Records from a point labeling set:
++++++
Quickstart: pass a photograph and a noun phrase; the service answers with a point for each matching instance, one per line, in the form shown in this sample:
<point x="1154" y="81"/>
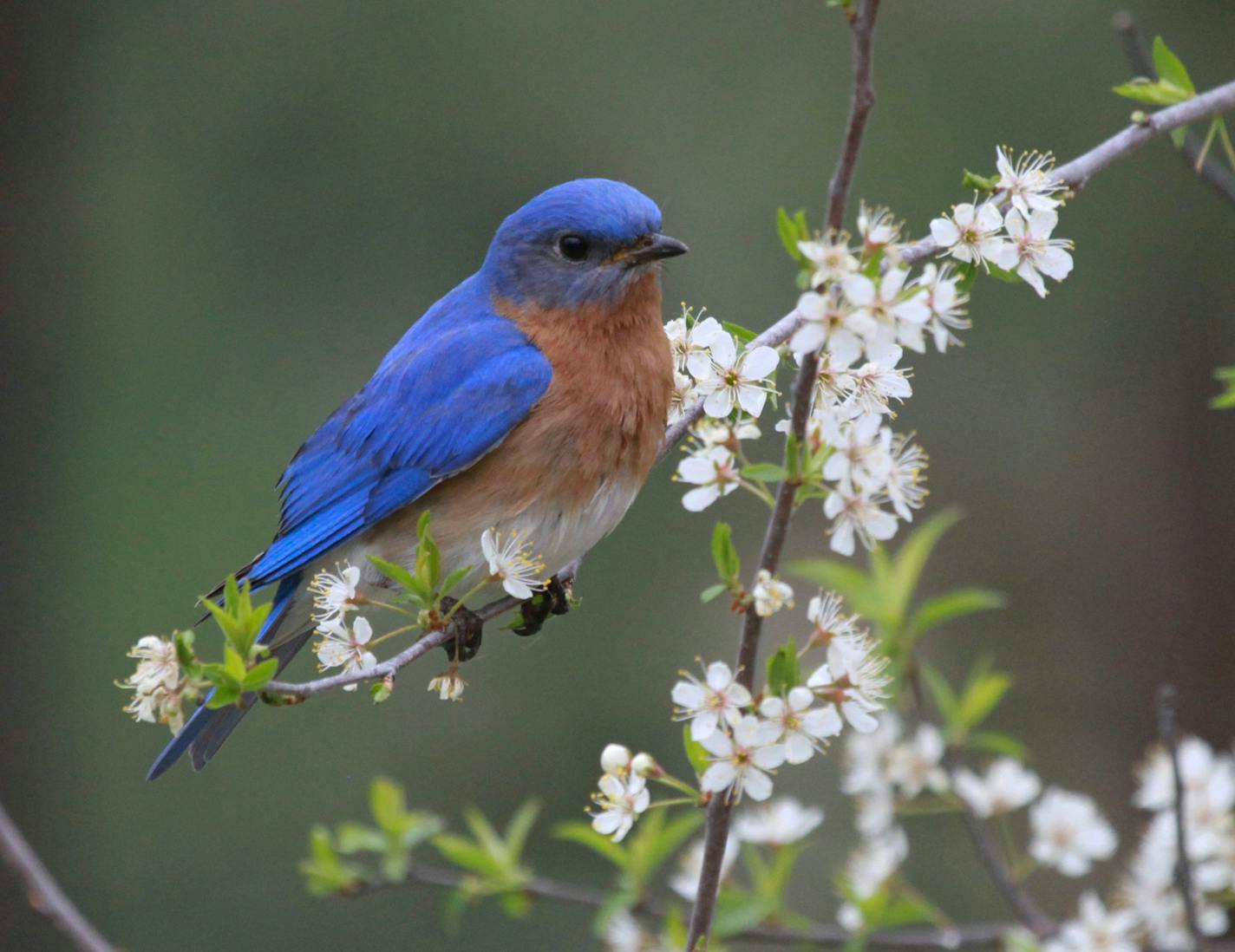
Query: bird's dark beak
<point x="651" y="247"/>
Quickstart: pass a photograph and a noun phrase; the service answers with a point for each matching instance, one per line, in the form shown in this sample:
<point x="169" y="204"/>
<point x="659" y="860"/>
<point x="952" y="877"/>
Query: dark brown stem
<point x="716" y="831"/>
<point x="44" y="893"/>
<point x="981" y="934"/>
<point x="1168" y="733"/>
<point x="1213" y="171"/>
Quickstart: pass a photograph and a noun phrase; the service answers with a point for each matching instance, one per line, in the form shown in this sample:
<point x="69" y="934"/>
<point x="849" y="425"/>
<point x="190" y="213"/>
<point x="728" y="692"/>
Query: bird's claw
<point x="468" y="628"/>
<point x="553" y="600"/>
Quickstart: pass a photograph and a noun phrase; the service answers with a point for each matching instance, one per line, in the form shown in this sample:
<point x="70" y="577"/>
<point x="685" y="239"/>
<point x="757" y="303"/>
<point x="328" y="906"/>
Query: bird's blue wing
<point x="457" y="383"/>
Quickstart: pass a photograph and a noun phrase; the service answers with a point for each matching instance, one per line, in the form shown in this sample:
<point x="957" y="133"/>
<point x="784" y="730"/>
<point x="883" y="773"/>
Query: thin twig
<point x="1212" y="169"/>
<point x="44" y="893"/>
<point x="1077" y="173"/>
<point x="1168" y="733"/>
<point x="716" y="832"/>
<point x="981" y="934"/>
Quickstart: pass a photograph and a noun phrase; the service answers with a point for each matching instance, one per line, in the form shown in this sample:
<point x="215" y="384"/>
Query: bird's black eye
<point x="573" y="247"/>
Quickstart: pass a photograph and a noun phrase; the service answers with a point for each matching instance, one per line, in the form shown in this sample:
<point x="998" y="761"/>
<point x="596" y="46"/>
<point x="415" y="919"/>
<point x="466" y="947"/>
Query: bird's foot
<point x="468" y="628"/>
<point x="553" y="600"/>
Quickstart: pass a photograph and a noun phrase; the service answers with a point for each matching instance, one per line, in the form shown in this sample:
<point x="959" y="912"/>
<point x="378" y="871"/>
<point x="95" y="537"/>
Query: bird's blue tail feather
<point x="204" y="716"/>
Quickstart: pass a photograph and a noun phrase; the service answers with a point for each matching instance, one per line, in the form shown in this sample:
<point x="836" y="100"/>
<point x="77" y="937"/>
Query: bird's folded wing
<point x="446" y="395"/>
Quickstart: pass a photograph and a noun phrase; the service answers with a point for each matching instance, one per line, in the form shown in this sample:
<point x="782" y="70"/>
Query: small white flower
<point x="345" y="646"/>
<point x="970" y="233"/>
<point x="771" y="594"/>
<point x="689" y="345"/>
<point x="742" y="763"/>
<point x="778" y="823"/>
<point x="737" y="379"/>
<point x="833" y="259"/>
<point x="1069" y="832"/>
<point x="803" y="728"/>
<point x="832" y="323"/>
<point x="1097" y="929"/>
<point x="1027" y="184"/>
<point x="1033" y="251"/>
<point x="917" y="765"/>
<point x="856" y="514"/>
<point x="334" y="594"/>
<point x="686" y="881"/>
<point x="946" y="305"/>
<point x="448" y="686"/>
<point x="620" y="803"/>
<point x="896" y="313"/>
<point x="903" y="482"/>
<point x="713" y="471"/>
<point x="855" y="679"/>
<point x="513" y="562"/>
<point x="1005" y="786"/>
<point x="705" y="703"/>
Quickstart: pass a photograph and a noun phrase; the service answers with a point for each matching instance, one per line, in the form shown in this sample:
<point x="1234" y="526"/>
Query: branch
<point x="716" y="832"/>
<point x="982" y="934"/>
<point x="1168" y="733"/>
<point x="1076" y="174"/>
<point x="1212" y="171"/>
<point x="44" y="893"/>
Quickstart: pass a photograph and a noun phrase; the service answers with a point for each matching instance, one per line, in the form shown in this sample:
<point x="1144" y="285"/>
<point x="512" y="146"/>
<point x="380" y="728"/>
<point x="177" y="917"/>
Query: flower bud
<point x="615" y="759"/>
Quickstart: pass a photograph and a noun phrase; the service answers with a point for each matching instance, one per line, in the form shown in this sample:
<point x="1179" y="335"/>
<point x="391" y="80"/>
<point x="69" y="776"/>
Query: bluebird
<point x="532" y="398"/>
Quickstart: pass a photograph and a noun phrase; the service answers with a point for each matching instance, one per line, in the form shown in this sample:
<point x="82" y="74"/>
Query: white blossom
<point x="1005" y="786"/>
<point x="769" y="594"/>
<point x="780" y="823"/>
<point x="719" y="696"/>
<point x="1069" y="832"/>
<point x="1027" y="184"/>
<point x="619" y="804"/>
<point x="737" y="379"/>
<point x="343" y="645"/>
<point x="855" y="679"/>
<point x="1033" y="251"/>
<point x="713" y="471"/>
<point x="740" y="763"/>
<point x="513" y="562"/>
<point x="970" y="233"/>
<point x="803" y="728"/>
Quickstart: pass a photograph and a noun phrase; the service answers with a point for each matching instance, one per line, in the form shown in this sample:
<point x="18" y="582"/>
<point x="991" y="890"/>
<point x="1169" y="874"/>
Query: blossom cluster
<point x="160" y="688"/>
++++++
- The problem
Copy the data exactly. Any picture it contains is to be omitted.

- Answer below
Quickstart: pass a photograph and a noun phrase; the service answers with a point for each matching instance, one per line, in the form shown in this sample:
<point x="1154" y="81"/>
Query: bird's dark beak
<point x="651" y="247"/>
Quickstart: pass a photograph and a noun phrase; the service answers with a point for each matching instance, one per line, in the form shown in this sample:
<point x="169" y="204"/>
<point x="659" y="860"/>
<point x="952" y="877"/>
Query: dark brown stem
<point x="716" y="831"/>
<point x="44" y="893"/>
<point x="981" y="934"/>
<point x="1168" y="733"/>
<point x="1213" y="171"/>
Quickstart: pass a photograph and a noun phrase; the service answers with a point for each matching instance, one per line, in the form shown in this sample:
<point x="69" y="934"/>
<point x="849" y="425"/>
<point x="190" y="213"/>
<point x="728" y="692"/>
Query: bird's claw
<point x="468" y="628"/>
<point x="553" y="600"/>
Quickstart: pass a photograph and a noun phrase; the service answers with a point for each matching instance, one per line, in the form shown in this sample:
<point x="70" y="577"/>
<point x="685" y="239"/>
<point x="757" y="303"/>
<point x="328" y="906"/>
Query: bird's blue wing
<point x="457" y="383"/>
Quickstart: pass a photograph and a noun phrase; the service answers with a point for each matching instance, one per line, in the form shown in this sample:
<point x="957" y="133"/>
<point x="784" y="730"/>
<point x="883" y="773"/>
Query: thin twig
<point x="1212" y="169"/>
<point x="44" y="893"/>
<point x="1077" y="173"/>
<point x="1168" y="733"/>
<point x="716" y="832"/>
<point x="981" y="934"/>
Quickstart: pass a photograph and a noun phrase; the service answers with a point for each matching instance, one per line, in the form shown in this sample:
<point x="215" y="384"/>
Query: bird's black eye
<point x="573" y="247"/>
Quickstart: pass a photograph and a noun phrase; the service answers with a point for each matching instance, one per line, in the form shown in this sample:
<point x="998" y="761"/>
<point x="596" y="46"/>
<point x="415" y="919"/>
<point x="466" y="947"/>
Query: bird's foot
<point x="468" y="628"/>
<point x="553" y="600"/>
Quickstart: pass a photograph and a noun phrase; the service answers with a point for each matching instance, one per line, in the form shown in this sample:
<point x="959" y="912"/>
<point x="378" y="871"/>
<point x="95" y="537"/>
Query: bird's blue tail feather
<point x="204" y="716"/>
Quickstart: pass a photograph and a noun phrase; the service answers with a point for each matching instance, one per line, in the form shown in this sample:
<point x="836" y="100"/>
<point x="77" y="937"/>
Query: bird's folded wing
<point x="446" y="395"/>
Quickstart: pass a photograph and a noun phrase; the service answers with a point for each matching instance, one per line, in the form shown in this sample:
<point x="782" y="70"/>
Query: small white flower
<point x="345" y="646"/>
<point x="970" y="233"/>
<point x="771" y="594"/>
<point x="689" y="345"/>
<point x="742" y="763"/>
<point x="778" y="823"/>
<point x="737" y="379"/>
<point x="833" y="259"/>
<point x="1069" y="832"/>
<point x="803" y="728"/>
<point x="832" y="323"/>
<point x="1097" y="929"/>
<point x="1027" y="184"/>
<point x="1033" y="251"/>
<point x="917" y="765"/>
<point x="856" y="514"/>
<point x="334" y="594"/>
<point x="686" y="881"/>
<point x="946" y="305"/>
<point x="448" y="686"/>
<point x="620" y="803"/>
<point x="896" y="313"/>
<point x="903" y="482"/>
<point x="713" y="471"/>
<point x="855" y="679"/>
<point x="513" y="562"/>
<point x="1005" y="786"/>
<point x="705" y="703"/>
Quickstart: pass a photograph and a noun phrase; the service answers with a point for each matching instance, one per line, in the form shown in this sample:
<point x="1234" y="526"/>
Query: branch
<point x="716" y="832"/>
<point x="982" y="934"/>
<point x="1168" y="733"/>
<point x="1076" y="174"/>
<point x="1212" y="171"/>
<point x="44" y="893"/>
Quickstart: pass a photograph and a noun phrase; the service answers with a point for each matching instance, one per line, in the form shown in this sample:
<point x="1144" y="285"/>
<point x="512" y="146"/>
<point x="380" y="728"/>
<point x="177" y="917"/>
Query: flower bud
<point x="615" y="759"/>
Quickstart: pass a photograph and a noun phrase; the service answers with a point for each matching instance, one per line, in the form shown in this sample:
<point x="1179" y="335"/>
<point x="391" y="80"/>
<point x="69" y="776"/>
Query: bluebird
<point x="532" y="398"/>
Quickstart: pass a photograph and a noun phrase; the service answers with a point for each matching instance, one per line, in the form shown in this sample:
<point x="82" y="74"/>
Query: white blossom
<point x="1005" y="786"/>
<point x="769" y="594"/>
<point x="780" y="823"/>
<point x="719" y="696"/>
<point x="1069" y="832"/>
<point x="1027" y="184"/>
<point x="619" y="804"/>
<point x="737" y="379"/>
<point x="343" y="645"/>
<point x="855" y="679"/>
<point x="1033" y="251"/>
<point x="713" y="471"/>
<point x="740" y="763"/>
<point x="513" y="562"/>
<point x="970" y="233"/>
<point x="803" y="728"/>
Quickstart: pass a photograph and a noun phrase; the service answers with a point for each matching instance, one per line, in the form shown in this sample:
<point x="18" y="582"/>
<point x="991" y="890"/>
<point x="1169" y="874"/>
Query: blossom cluster
<point x="160" y="688"/>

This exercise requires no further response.